The two spontaneously invited me for a vintage in the Cape.
Mami Wata Pinot Noir and Domaine Akua’ba
What I was not aware of was that my neighbour to the left at this special night’s table was Johst Weber, who started Springfontein from scratch 25 years ago. He, growing vines in a region which the South African wine establishment saw as impossible (‘you will make a good vinegar on those poor limestone soils under the cold ocean’s clouds’) and me, engaging myself in a project that hardly anyone could believe – we developed a sense of admiration for each other. Timidly we fell in love with each other. Unexpectedly but not accidentally. When I came to his house for the very first time, there was this huge batik of … Akua’ba that had hung on his entrance wall for the last 30 years.
With a good combination of difference and similarities, and the latter featuring the importance of legacy, our relationship extended to a higher spiritual level. We realised that we were destined to be in each other’s path, to bring encouragement in order to keep going on our earthly odyssey that we decided to call Afrodynamics. It’s what we are considering as a way of living with Mother Earth, a farming philosophy bringing African spiritual principles and practices into the heart of our life and work. Some people would say ‘it’s biodynamic, the African way’. But in reality, it’s more than that. We started doing some searches to better explain what we have called the ancestors’ way of living with crop plants and using them: vodun, traditions, knowledge and wisdom passed down over centuries and generations in agriculture. We still have a long way to go …
In 2019, I made my first wine, at Springfontein. Without the support of the estate team, a mix of beautiful Black, Cape coloured and white people, sometimes laughing about my very French oenological approach, I would never have been able to get this done. It’s – what else? – a Pinot Noir. A little too astringent, a little low in body and alcohol, but drinkable. So I have been told.

* [Exercise] Reproduce word for word the stretch of the Springfontein excerpt from "The two spontaneously" through "last 30 years.".

* [Stored data entries]
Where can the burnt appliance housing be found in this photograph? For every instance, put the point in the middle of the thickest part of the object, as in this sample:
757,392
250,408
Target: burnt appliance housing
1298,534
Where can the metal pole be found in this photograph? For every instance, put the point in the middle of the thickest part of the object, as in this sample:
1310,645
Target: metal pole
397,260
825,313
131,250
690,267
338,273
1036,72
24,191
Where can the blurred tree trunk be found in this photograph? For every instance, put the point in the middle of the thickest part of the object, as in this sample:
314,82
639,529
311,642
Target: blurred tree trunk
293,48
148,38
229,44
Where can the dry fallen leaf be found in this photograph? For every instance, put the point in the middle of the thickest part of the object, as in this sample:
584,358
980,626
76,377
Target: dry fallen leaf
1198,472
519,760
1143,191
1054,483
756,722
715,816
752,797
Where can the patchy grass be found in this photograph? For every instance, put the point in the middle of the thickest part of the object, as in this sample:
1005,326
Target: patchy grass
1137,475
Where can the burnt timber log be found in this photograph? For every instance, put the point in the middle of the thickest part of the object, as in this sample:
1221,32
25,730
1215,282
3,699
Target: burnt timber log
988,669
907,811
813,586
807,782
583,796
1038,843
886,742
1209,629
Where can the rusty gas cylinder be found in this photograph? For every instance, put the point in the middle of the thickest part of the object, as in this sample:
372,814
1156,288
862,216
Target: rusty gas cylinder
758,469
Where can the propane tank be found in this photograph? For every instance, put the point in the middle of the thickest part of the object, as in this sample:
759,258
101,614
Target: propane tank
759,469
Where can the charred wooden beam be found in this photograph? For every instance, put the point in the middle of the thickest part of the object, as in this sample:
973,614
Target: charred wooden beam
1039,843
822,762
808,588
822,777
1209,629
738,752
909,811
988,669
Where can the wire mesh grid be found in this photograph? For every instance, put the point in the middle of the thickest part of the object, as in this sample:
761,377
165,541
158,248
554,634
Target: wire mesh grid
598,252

* [Answer space]
The two spontaneously invited me for a vintage in the Cape.
Mami Wata Pinot Noir and Domaine Akua’ba
What I was not aware of was that my neighbour to the left at this special night’s table was Johst Weber, who started Springfontein from scratch 25 years ago. He, growing vines in a region which the South African wine establishment saw as impossible (‘you will make a good vinegar on those poor limestone soils under the cold ocean’s clouds’) and me, engaging myself in a project that hardly anyone could believe – we developed a sense of admiration for each other. Timidly we fell in love with each other. Unexpectedly but not accidentally. When I came to his house for the very first time, there was this huge batik of … Akua’ba that had hung on his entrance wall for the last 30 years.